## Article
======
L’accentuation de la collaboration entre policiers et gendarmes en matière de police judiciaire est beaucoup plus précise à la fin de la première décennie des années 1900 – en tout cas plus facilement repérable par l’historien des institutions. Le 30 décembre 1907 sont créées douze brigades de police mobile – surnommées « brigades du Tigre » durant l’entre-deux-guerres en l’honneur de leur promoteur politique, Georges Clemenceau, alors ministre de l’Intérieur. Ces nouveaux services ont pour mission de poursuivre les malfaiteurs les plus dangereux. Ils s’implantent ainsi dans le pré carré de la gendarmerie. Les pouvoirs politiques craignent des conflits de compétence entre l’ancienne et la nouvelle force de l’ordre, aussi les textes réglementaires accompagnant cette institution prennent-ils garde à ménager la première. Si leur lecture laisse penser que chaque rencontre entre un policier et un gendarme peut provoquer un incident16, la réalité est tout autre. Les quelques frictions relevées ici et là ne doivent pas dissimuler l’entente qui prévaut dans la majorité des situations associant « mobilards » et militaires. Certains officiers de gendarmerie considèrent même les deux forces comme complémentaires17. D’autres exaltent même l’héroïsme de l’élite de la Sûreté générale, alors que la bravoure des armes est désormais totalement absente de leur discours18. Il est vrai que la personnalité aussi forte qu’influente du directeur de la Sûreté générale, Célestin Hennion, incite plus à la docilité qu’à l’opposition. À son propos, on peut toutefois souligner que son hostilité vis-à-vis de la gendarmerie et son désir de la soumettre faute de ne pouvoir la faire disparaître, ne paraissent pas avoir porté à conséquence parmi les acteurs les plus modestes de l’ordre public. Mais, en définitive, ce sont moins les règlements qui ont pacifié un prétendu antagonisme que des relations déjà apaisées qui ont facilité l’application des directives officielles.
======
Rédigez la suite de l’article sur les relations entre policiers et gendarmes au début du XXe siècle, en partant de sa dernière phrase.
======
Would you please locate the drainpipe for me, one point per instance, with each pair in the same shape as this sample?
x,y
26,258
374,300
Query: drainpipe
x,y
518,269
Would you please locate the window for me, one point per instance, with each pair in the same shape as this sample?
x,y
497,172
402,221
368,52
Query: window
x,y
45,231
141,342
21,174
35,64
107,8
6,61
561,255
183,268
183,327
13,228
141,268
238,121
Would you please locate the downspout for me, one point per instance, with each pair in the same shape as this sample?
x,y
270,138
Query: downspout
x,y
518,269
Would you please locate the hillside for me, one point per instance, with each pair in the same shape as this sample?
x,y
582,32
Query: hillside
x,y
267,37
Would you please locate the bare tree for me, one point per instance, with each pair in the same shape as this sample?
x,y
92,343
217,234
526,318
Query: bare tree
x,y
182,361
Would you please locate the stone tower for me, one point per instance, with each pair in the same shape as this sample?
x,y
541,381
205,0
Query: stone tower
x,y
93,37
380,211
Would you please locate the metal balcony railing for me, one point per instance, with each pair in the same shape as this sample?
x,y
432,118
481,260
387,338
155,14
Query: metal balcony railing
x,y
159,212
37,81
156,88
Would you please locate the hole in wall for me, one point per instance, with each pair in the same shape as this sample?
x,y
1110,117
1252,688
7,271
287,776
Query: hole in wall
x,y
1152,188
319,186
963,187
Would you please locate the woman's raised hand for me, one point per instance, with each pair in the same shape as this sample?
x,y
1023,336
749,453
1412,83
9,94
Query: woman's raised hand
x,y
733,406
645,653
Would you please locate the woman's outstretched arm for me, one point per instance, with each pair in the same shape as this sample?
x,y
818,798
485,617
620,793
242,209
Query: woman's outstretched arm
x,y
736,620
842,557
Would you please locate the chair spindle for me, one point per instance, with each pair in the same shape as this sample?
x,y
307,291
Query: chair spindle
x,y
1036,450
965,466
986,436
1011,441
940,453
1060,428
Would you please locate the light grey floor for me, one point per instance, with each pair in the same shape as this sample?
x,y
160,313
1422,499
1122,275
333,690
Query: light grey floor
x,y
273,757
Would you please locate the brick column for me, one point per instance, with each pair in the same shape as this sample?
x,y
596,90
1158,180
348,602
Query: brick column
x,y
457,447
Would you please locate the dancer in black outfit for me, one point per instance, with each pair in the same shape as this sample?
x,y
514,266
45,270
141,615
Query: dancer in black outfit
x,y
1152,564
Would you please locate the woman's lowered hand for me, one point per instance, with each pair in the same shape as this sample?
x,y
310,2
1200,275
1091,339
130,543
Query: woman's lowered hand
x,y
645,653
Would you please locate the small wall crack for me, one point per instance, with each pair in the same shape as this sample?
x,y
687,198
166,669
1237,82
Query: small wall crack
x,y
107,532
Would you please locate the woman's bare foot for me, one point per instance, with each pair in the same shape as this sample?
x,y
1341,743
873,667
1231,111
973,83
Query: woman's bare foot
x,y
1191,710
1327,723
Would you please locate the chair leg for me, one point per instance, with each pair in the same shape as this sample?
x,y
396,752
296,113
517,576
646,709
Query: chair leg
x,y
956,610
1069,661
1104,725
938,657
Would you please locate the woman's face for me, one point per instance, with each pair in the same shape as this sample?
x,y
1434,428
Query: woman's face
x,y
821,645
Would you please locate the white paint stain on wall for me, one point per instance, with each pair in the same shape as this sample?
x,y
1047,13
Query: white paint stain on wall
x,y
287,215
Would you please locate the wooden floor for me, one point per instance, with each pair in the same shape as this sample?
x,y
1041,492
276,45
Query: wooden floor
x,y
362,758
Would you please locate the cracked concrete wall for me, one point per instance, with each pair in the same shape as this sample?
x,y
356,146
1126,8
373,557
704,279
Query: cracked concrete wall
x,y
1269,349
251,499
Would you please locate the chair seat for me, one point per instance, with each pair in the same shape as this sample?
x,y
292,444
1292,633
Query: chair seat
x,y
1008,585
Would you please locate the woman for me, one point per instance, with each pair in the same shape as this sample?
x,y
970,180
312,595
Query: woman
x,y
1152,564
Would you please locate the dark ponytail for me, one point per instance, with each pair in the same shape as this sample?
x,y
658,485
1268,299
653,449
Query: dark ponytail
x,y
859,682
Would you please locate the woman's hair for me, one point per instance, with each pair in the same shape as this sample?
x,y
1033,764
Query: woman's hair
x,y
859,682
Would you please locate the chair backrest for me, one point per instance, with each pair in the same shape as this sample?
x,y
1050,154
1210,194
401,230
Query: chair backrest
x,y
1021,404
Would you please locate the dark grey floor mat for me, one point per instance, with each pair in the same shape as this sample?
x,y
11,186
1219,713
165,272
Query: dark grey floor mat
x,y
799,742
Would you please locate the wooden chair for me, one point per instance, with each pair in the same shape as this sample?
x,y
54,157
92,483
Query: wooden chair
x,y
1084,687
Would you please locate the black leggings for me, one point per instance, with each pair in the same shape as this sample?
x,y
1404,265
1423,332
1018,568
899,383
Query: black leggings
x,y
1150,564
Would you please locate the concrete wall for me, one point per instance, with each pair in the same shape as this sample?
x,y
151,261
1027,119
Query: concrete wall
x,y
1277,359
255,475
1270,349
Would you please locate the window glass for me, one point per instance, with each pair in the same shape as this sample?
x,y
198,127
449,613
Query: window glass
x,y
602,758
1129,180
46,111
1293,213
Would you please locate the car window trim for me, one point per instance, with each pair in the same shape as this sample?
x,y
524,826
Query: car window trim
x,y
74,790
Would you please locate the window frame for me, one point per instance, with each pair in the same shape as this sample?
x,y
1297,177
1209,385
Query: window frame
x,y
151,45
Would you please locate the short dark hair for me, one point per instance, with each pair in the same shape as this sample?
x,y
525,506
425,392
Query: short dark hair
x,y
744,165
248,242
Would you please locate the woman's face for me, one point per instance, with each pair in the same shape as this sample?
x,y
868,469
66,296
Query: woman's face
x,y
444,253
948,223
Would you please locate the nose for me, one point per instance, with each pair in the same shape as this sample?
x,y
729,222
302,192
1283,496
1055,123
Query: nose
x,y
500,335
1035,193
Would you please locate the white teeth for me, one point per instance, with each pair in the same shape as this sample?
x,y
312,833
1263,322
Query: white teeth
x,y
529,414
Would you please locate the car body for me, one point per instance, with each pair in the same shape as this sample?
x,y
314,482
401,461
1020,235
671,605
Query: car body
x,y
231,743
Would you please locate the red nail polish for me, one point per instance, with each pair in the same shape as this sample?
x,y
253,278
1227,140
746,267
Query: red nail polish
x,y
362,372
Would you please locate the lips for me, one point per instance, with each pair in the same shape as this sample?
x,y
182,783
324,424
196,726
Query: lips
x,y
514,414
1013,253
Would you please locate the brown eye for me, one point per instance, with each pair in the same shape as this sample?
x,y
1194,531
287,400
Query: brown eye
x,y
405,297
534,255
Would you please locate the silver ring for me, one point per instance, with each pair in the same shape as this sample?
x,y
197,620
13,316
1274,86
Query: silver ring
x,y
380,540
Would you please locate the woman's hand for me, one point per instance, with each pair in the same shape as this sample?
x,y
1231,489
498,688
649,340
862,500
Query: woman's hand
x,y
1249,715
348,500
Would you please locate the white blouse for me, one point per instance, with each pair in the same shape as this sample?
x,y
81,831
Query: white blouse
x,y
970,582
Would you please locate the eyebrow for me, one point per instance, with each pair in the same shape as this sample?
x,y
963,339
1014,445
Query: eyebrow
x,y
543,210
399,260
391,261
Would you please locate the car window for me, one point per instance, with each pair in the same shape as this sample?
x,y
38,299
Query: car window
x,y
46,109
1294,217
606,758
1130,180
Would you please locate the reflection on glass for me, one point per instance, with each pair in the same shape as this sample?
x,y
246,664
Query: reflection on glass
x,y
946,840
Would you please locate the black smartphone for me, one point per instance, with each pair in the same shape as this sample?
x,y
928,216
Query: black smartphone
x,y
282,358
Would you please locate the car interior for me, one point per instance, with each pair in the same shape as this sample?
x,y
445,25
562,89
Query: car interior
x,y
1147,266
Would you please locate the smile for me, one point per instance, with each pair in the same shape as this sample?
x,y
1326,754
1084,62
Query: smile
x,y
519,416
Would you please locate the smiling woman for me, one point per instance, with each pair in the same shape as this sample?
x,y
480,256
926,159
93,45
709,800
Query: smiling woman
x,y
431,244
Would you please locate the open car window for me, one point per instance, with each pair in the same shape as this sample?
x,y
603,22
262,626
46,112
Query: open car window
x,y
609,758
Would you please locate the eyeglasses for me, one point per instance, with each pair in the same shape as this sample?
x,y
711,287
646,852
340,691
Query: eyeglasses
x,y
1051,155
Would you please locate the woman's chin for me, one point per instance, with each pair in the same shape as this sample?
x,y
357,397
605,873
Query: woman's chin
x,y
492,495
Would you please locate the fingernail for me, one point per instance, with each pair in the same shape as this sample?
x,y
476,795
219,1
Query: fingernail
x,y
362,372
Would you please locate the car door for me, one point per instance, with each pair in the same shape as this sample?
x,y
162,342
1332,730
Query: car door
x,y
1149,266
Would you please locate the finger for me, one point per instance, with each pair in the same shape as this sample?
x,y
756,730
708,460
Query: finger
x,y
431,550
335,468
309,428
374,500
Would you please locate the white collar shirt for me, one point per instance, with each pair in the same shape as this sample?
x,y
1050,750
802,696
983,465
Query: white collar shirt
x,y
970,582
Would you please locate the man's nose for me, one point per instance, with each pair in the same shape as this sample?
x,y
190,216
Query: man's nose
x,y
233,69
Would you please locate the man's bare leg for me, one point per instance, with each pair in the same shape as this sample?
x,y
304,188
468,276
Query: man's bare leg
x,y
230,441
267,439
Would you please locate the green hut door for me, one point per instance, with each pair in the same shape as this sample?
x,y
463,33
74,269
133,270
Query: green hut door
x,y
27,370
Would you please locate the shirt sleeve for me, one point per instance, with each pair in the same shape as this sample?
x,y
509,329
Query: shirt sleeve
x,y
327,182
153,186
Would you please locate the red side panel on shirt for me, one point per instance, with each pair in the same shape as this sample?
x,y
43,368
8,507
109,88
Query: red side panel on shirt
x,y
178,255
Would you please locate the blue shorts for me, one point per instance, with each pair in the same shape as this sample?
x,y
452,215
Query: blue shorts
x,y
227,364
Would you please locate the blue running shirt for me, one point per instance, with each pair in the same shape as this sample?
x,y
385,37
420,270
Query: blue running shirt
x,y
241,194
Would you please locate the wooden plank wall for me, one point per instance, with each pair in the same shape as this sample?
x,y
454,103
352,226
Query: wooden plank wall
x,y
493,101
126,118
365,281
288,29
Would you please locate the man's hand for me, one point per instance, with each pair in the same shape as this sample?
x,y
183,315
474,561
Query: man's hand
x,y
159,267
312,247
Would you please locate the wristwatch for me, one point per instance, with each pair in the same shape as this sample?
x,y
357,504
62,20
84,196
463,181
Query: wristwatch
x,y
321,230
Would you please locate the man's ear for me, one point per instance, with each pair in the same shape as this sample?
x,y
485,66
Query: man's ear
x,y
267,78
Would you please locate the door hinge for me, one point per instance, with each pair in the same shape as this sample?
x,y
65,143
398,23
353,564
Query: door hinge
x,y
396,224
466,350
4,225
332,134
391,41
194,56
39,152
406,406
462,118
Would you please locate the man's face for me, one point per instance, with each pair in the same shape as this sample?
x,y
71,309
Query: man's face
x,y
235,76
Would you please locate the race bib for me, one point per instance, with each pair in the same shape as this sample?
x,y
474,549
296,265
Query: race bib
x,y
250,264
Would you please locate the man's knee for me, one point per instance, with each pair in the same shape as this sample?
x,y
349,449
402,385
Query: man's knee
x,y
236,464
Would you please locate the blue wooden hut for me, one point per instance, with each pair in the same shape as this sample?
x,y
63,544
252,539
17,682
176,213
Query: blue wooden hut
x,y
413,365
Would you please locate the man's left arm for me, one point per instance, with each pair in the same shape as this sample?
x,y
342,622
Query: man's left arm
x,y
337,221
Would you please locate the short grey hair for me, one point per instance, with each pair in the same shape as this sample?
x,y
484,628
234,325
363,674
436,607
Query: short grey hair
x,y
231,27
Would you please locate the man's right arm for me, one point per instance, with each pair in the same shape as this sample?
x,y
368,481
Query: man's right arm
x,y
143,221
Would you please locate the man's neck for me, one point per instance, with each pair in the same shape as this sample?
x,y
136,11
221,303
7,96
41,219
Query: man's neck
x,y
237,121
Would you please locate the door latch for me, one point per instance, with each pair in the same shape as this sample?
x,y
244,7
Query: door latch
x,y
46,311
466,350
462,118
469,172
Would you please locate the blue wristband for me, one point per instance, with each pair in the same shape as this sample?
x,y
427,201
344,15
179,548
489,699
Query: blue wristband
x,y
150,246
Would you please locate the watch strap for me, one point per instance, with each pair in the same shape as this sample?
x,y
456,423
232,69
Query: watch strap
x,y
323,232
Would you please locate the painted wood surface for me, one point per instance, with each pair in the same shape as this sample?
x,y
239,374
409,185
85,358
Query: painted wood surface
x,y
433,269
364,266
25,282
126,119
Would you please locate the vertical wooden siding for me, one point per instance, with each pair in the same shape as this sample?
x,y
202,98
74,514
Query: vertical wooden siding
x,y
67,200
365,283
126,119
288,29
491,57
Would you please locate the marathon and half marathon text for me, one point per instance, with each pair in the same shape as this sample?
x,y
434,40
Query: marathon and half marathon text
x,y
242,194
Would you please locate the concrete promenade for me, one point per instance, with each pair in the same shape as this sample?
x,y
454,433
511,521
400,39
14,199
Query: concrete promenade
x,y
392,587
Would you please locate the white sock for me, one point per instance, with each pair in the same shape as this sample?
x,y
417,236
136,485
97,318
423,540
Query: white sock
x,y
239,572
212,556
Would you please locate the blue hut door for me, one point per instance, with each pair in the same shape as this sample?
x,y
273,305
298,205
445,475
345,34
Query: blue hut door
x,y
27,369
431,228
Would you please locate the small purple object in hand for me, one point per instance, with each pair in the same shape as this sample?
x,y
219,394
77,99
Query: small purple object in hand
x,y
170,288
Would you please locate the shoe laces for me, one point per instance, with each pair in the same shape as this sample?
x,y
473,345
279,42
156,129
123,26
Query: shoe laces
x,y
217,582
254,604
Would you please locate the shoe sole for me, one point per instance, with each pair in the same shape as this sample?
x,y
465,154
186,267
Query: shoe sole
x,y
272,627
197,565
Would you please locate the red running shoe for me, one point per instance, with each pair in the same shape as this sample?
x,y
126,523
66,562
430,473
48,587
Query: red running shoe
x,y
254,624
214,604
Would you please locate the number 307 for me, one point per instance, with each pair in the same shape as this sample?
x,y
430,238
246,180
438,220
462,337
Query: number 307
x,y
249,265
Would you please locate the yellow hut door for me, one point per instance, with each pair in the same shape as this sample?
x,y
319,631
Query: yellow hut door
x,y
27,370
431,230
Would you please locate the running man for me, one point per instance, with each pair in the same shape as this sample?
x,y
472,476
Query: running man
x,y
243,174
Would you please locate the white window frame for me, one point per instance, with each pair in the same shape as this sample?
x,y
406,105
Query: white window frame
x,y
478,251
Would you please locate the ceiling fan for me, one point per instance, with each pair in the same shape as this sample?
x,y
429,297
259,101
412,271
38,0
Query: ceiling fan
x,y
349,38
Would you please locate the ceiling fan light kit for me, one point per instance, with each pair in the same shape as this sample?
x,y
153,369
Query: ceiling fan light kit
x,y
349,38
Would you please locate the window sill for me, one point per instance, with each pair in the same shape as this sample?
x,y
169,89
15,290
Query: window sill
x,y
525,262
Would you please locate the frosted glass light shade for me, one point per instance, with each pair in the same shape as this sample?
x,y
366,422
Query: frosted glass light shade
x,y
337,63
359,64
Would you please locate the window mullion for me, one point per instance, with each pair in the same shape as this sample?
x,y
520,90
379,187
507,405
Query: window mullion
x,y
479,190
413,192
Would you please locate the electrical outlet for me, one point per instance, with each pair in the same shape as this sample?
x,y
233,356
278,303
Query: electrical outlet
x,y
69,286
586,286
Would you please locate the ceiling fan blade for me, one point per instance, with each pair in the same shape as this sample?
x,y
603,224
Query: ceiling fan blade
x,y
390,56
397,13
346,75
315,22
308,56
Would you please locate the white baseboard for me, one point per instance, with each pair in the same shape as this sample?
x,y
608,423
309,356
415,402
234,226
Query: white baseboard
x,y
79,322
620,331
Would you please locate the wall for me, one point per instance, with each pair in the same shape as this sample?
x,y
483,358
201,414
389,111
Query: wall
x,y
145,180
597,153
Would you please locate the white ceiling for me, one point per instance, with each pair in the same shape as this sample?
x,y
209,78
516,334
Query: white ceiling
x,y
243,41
======
## Corrigé
La policiarisation de la gendarmerie s’observe d’autre part, mais de façon moins nette, dans le domaine du maintien de l’ordre. Deux tendances complémentaires participent à ce phénomène. La première touche à la lente, mais sûre, subordination de facto des militaires aux commissaires par la multiplication des réquisitions leur enjoignant de prêter leur concours en cas de troubles. L’une des conséquences inattendues de la forte croissance du nombre des grèves au début du xxe siècle est donc de rapprocher les deux tenants de la force publique par l’augmentation de la fréquence de leurs rapports. En somme, le désordre de la rue crée de l’ordre dans l’appareil policier. La routinisation des réquisitions tend à amoindrir leur formalisme ainsi qu’à favoriser une plus grande proximité entre policiers et gendarmes. En banlieue parisienne, l’amalgame entre sergents de ville et gendarmes du département de la Seine signe sans doute la forme la plus achevée de l’entente entre les deux forces à la Belle Époque. Relevons également la concertation entre officiers et commissaires qui s’est mise en place afin d’organiser des services de surveillance complémentaires, concertation qui précède de plusieurs années les prescriptions en la matière du préfet Lépine, en 1909. Encore une fois, les règlements sont devancés par les pratiques effectives, qui en favorisent la concrétisation.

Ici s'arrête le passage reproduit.